Change every "clicks" to "points" in the rows from the start up to and including the line with "positive clicks: (394, 628)", and give back only those lines with nothing else altered.

*** Opening of DATA PROVIDED ***

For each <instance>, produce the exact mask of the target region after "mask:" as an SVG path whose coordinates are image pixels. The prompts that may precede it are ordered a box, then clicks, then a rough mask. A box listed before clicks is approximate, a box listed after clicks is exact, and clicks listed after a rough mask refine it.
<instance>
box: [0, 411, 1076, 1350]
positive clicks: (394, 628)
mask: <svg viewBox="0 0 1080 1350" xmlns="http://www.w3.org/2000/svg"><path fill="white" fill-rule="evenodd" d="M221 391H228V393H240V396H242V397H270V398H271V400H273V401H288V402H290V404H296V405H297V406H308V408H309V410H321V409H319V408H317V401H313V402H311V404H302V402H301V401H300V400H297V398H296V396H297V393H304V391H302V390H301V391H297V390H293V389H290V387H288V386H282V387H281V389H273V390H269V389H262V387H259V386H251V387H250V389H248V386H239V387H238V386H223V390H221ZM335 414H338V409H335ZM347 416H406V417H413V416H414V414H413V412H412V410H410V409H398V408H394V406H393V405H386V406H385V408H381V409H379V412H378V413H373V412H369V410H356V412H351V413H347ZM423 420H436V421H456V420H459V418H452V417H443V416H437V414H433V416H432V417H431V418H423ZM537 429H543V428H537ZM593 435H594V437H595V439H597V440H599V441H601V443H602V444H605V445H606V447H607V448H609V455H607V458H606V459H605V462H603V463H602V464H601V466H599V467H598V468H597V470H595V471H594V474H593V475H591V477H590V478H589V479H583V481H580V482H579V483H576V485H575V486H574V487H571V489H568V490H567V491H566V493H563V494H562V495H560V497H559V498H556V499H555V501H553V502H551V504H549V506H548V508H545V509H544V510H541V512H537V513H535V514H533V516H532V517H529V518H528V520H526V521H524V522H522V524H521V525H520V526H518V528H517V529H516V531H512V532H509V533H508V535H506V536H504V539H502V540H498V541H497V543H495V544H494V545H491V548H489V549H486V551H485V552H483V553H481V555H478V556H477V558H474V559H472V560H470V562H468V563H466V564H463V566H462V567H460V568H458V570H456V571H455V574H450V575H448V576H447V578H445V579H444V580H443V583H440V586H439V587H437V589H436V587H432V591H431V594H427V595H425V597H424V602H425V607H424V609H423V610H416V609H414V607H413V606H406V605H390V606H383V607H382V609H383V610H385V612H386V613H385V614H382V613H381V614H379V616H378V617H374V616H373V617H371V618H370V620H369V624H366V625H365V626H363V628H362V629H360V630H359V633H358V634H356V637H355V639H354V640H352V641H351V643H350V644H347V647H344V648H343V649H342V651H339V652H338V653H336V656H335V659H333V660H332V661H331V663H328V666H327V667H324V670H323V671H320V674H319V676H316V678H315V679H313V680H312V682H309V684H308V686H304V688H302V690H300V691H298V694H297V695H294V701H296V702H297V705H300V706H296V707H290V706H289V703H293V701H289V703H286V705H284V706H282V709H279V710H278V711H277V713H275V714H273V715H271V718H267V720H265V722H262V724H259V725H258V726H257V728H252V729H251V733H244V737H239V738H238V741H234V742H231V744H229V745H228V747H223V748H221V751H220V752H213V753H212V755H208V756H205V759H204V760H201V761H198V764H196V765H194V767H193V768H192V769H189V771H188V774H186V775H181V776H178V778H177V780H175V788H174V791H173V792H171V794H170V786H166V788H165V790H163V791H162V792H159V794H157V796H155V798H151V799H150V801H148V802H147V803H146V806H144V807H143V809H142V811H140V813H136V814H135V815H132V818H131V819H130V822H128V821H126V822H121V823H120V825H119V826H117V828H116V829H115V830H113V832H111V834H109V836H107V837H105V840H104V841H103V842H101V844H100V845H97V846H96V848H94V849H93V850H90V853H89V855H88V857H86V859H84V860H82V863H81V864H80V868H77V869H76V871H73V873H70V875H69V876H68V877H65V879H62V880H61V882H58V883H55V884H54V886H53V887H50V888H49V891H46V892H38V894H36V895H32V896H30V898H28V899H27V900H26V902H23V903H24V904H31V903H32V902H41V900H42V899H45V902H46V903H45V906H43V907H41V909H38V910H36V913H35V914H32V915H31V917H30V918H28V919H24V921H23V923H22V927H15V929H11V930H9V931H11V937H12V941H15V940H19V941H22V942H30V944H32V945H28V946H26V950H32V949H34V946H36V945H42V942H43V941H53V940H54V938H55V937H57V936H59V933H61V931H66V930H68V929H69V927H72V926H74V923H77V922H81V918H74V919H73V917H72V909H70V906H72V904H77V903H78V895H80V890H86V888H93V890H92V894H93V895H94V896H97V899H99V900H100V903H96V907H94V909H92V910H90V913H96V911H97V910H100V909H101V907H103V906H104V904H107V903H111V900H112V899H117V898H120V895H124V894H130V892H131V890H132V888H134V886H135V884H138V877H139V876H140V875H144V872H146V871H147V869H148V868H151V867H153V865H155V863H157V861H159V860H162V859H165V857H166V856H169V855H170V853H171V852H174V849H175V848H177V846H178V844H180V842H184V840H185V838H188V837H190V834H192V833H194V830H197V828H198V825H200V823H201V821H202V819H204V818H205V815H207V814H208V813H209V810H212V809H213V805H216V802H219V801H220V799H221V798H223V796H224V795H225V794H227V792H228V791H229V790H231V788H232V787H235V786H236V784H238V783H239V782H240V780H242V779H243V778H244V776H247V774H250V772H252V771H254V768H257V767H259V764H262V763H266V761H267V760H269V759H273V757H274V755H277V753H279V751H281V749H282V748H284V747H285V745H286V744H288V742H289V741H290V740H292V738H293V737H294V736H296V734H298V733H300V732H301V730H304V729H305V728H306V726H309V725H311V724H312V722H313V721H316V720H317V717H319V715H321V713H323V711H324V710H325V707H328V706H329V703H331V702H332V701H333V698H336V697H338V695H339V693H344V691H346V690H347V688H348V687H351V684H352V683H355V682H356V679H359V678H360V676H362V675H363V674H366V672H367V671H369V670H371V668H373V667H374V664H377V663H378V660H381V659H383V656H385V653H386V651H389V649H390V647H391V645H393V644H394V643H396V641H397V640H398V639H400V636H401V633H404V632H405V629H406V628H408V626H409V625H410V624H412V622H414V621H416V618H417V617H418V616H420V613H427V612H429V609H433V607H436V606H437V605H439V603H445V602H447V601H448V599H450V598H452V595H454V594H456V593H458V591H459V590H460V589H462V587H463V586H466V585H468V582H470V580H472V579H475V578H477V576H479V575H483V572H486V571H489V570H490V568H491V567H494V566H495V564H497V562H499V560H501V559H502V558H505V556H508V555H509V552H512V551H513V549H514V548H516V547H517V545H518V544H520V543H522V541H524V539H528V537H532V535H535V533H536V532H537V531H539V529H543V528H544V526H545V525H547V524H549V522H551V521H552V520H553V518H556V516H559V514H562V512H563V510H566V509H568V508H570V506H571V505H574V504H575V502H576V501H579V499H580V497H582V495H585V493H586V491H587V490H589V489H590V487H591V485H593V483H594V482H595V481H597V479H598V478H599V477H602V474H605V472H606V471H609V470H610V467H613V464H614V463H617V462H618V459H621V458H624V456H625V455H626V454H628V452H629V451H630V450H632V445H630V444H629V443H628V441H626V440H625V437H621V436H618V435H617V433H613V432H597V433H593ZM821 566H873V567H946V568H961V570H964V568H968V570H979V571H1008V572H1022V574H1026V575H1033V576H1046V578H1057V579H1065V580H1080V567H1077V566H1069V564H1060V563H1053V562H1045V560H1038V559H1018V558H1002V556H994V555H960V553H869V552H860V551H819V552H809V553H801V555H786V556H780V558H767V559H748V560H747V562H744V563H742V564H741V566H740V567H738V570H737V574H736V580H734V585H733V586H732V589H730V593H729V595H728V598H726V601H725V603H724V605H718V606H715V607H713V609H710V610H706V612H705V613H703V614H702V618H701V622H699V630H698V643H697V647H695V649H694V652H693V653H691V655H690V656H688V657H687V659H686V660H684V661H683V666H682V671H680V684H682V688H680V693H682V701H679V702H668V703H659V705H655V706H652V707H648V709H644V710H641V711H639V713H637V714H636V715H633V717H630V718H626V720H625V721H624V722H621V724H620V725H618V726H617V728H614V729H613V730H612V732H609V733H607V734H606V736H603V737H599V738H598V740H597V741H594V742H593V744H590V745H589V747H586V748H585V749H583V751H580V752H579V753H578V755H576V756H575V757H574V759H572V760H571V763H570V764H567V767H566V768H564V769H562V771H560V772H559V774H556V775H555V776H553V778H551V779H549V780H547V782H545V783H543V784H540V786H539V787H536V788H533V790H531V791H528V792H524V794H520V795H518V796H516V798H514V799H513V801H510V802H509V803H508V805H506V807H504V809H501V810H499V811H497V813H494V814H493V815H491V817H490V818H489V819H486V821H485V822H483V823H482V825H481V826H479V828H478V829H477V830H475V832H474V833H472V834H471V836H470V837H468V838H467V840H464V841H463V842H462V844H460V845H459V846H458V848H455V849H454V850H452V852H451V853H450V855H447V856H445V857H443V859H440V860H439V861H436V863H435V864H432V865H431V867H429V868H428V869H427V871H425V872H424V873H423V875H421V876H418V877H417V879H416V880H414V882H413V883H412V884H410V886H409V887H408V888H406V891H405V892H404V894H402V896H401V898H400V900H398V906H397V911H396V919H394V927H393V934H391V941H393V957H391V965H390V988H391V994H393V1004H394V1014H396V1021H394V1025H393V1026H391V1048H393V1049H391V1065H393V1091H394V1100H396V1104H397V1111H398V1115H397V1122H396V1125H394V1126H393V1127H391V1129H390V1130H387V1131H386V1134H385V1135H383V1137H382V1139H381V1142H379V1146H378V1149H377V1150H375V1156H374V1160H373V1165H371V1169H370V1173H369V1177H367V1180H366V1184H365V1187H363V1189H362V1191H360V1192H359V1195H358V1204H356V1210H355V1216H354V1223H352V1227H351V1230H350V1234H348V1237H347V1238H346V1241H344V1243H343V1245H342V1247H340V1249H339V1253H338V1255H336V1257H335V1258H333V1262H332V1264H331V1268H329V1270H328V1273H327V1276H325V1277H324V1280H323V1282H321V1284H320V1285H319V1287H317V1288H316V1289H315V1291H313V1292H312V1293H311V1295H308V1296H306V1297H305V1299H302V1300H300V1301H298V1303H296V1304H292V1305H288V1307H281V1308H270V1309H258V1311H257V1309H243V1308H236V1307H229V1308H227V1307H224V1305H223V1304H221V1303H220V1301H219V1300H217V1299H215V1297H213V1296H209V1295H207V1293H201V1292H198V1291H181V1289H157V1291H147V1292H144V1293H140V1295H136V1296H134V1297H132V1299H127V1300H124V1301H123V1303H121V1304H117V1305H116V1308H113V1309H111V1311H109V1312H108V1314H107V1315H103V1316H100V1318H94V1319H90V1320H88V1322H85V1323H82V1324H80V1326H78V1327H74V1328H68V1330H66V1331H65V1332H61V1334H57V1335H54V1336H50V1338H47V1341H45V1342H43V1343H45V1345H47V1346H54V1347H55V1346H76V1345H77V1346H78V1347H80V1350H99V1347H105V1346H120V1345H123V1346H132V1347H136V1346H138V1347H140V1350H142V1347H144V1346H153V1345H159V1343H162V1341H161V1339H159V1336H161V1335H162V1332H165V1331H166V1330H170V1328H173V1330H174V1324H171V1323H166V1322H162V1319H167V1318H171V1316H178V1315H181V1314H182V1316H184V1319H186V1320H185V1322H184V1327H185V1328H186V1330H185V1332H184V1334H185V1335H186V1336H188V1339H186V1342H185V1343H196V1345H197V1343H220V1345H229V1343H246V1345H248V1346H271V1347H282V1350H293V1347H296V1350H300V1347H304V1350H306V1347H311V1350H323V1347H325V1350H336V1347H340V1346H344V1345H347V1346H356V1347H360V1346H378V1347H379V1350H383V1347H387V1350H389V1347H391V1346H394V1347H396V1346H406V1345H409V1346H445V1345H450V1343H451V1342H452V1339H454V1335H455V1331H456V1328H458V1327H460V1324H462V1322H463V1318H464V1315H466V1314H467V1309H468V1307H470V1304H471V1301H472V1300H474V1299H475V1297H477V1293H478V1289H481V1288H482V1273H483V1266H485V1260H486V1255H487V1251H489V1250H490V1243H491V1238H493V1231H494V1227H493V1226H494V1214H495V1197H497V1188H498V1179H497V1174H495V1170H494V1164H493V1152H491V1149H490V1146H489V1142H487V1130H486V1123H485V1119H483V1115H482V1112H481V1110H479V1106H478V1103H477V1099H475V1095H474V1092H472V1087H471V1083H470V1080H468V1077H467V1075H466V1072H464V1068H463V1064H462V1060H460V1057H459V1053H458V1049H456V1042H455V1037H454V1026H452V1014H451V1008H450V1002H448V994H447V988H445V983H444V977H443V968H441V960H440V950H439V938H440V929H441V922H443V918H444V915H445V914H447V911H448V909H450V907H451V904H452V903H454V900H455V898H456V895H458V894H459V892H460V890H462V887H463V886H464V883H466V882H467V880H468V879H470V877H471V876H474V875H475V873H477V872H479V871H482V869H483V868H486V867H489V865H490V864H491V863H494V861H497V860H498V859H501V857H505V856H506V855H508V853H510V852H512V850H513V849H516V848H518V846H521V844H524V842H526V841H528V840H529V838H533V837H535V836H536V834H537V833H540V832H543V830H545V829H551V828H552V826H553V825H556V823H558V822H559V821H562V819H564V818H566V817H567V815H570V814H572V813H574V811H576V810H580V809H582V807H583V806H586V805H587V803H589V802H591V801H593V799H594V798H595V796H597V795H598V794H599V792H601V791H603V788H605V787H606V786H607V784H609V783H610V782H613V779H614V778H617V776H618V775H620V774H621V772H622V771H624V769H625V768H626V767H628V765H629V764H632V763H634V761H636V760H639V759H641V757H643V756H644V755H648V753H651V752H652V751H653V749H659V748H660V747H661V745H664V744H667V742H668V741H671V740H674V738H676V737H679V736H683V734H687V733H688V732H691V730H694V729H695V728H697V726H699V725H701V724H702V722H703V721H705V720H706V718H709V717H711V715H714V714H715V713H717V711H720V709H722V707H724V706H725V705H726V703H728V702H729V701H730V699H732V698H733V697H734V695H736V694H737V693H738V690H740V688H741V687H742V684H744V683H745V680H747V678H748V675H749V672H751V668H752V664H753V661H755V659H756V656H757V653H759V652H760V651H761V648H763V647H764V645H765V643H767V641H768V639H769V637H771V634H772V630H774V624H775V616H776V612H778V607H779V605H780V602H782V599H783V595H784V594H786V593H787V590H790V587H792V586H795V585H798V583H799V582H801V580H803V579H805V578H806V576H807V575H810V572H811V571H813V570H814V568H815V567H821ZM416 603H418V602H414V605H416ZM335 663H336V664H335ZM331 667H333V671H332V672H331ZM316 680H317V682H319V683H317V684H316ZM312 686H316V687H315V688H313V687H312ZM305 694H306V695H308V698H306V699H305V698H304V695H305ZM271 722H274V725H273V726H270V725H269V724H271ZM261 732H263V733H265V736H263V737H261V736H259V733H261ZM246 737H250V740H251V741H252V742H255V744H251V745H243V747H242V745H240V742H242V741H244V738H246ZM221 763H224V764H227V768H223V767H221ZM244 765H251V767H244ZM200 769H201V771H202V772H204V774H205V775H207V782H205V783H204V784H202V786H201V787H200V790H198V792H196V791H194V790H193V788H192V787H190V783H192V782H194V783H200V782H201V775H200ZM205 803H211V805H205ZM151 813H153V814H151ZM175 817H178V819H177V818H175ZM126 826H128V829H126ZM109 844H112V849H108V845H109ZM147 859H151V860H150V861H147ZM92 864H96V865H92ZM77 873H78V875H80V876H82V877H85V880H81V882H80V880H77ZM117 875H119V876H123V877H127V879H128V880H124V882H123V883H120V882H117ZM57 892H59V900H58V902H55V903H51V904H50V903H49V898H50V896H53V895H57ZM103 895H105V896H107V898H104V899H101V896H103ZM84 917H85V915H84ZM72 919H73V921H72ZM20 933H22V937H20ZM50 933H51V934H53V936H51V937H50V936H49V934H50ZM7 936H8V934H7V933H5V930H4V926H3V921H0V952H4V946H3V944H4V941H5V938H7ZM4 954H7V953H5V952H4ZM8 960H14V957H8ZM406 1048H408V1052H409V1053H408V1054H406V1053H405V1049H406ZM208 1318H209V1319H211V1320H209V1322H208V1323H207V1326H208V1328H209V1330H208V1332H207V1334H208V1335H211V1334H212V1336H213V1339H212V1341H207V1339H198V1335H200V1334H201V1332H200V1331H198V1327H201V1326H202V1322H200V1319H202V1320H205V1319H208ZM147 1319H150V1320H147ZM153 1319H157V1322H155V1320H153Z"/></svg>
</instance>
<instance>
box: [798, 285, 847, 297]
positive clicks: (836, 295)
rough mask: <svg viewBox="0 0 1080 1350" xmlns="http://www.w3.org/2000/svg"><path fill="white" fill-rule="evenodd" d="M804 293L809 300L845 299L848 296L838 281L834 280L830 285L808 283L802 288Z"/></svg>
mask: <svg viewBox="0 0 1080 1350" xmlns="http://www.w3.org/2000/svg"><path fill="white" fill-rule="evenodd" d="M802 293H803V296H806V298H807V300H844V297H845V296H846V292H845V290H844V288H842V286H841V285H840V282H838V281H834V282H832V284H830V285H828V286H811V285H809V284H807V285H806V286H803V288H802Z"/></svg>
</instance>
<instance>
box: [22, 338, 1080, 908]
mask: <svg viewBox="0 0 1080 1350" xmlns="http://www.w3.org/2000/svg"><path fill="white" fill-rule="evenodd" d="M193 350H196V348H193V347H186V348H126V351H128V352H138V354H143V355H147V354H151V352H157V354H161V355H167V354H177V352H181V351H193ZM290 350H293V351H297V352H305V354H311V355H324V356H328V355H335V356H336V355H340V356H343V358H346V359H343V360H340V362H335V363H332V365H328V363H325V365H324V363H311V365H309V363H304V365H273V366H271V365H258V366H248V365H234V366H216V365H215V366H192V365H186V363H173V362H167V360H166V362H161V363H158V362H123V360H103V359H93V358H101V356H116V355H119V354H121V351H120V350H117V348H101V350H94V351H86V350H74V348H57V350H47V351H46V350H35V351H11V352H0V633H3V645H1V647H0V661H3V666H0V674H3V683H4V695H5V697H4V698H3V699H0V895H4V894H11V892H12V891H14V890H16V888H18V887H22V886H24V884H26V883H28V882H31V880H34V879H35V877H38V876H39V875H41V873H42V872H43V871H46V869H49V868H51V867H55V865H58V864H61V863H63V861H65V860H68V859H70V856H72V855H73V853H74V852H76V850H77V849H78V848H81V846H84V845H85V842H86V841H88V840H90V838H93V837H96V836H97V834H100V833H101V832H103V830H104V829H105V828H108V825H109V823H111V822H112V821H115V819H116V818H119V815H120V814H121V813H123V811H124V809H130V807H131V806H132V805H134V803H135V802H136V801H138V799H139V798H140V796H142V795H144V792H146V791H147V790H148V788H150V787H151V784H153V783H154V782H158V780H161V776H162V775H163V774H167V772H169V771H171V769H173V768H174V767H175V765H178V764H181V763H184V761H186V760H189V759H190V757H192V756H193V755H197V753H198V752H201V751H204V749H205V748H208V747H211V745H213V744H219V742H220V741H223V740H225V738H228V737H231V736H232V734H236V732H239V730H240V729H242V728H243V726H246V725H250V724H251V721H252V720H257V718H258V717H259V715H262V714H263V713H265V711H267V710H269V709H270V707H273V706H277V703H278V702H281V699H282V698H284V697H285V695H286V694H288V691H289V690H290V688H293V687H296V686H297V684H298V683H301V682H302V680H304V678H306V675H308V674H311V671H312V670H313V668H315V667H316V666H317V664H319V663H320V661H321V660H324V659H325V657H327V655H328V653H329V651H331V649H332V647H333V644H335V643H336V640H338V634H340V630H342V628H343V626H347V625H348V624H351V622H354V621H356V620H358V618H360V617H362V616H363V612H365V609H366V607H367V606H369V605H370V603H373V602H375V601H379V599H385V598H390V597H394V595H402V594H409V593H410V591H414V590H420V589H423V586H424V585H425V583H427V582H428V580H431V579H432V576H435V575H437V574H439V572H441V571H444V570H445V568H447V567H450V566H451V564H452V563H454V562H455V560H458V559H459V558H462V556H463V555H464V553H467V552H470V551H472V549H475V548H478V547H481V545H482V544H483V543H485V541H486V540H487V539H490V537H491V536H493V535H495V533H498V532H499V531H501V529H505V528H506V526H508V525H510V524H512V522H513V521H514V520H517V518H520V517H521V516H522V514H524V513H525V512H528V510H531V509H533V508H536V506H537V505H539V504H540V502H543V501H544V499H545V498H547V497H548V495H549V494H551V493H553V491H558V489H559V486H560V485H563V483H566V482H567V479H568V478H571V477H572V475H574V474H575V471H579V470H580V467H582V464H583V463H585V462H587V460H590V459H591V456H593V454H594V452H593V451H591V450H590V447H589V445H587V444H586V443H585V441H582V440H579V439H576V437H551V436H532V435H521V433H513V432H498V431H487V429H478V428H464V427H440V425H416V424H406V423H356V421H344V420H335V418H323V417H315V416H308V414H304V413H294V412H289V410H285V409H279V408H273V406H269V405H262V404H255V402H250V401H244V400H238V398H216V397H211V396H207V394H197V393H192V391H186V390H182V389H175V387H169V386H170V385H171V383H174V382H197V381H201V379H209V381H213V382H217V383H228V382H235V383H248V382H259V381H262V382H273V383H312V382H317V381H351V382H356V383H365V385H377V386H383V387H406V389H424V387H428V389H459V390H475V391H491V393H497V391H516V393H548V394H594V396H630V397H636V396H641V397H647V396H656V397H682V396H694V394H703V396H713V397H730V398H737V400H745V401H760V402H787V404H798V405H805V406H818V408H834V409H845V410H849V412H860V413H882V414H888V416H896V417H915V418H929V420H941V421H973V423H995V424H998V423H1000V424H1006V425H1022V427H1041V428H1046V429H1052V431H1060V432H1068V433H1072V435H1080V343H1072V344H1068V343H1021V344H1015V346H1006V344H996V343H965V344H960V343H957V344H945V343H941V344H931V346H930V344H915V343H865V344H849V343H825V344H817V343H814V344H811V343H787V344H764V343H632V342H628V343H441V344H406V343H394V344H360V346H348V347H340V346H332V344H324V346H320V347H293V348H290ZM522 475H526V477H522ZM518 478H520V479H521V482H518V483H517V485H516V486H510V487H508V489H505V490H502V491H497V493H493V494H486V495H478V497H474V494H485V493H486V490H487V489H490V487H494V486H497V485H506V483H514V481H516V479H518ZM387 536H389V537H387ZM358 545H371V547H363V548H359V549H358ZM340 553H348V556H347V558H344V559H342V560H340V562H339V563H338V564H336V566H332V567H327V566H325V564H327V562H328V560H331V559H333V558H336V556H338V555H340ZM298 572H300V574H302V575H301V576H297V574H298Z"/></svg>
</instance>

*** Close of DATA PROVIDED ***

§ TASK ANSWER
For each <instance>, produce the exact mask of the target region after "mask:" as an SVG path whose coordinates are image pixels. The prompts that may precede it are ordered a box, then points, then a rough mask. A box listed before points is approximate, a box listed after points is exact, and points listed after a rough mask refine it.
<instance>
box: [0, 411, 1076, 1350]
positive points: (394, 628)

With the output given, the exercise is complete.